→ **INFORMATION SHOWN**:
===
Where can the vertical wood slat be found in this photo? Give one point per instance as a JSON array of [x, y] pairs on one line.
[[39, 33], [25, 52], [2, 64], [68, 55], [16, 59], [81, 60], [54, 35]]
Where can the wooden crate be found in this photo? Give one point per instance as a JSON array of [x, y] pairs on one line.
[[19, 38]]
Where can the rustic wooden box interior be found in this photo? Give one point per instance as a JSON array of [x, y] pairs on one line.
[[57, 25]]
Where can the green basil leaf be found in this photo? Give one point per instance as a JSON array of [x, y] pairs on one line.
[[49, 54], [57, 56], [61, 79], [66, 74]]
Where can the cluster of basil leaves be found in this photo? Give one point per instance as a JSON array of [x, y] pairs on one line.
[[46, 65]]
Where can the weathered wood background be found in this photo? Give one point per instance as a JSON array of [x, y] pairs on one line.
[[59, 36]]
===
→ **TASK TO CARRY OUT**: Could you render the entries from the line with "Where can the rustic" up to and including the line with "[[49, 54], [57, 56], [61, 79], [66, 74]]" as a Markdown table with two columns, Row for the row number and Line for the line itself, leaving out any blank lines?

→ **SOLUTION FOR THIS TASK**:
| Row | Line |
|---|---|
| 1 | Where can the rustic wooden box interior be found in this photo? Give one point per instance as a JSON array of [x, y] pairs on one line. |
| 2 | [[57, 25]] |
| 3 | Where can the green basil leaf be found in this photo? Give one point per instance as a JSON array of [x, y] pairs on one line. |
| 4 | [[49, 54], [57, 56], [61, 79], [66, 74]] |